> **PROBLEM TO WORK ON**
List each thing the friend showed Kathryn, according to the Real Nappy Week guest blog below.

** BEGIN SELECTED EXCERPT **

Real Nappy Week – Guest Blog
Today’s guest blog for #RNW2018 comes from Kathryn, mum to Alexander and cloth nappy advocate! Read on for details of Kathryn’s recommendations for a newborn nappy kit and her experiences with reusable. For more information about Real Nappy Week and local resources, please click here. Thanks Kathryn!
Until I was trying to get pregnant, it never even occurred to me that cloth nappies were an option for parents nowadays. I had never seen them in shops or advertised, and I had never come across anyone who used them. They were something from a previous generation.
When staying with a friend who had recently had a baby, she went to change her little one at a café, and showed me that she was using real nappies. I was surprised to see how practical the new designs were. Nothing like the terry squares and pins I pictured- in fact they went on just like a disposable, but with poppers or Velcro. I asked her how she managed when out and about, and she showed me a wetbag- explaining that the nappies were kept in there until they could be added to the wash at home.
Back at the house, she showed me her nappy station- and a dry pail with a lid, rather than the soaking bucket our parents would have used. The poo is water-soluble until weaning, so it all just goes straight in the pail. Nothing smelled, nothing was messy, and it seemed so easy! The prints and colours were also really cute, and when she explained that her baby had never had nappy rash I thought it was definitely worth looking into.

** END SELECTED EXCERPT **
** BEGIN GIVEN DATA **

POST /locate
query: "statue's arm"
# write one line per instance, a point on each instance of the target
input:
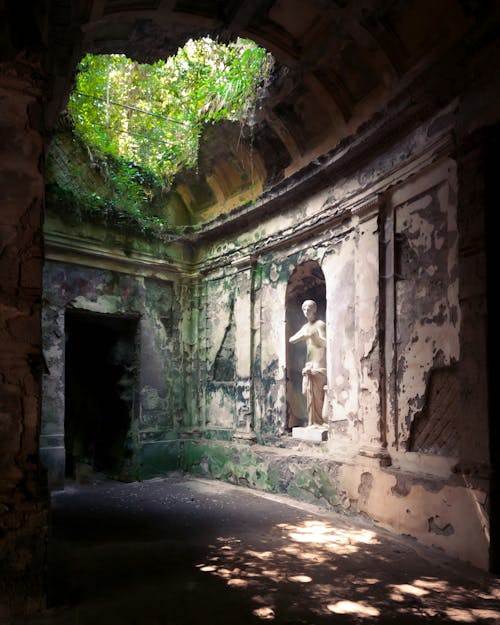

** END GIVEN DATA **

> **SOLUTION**
- real nappies (that she was using them)
- a wetbag
- her nappy station
- a dry pail with a lid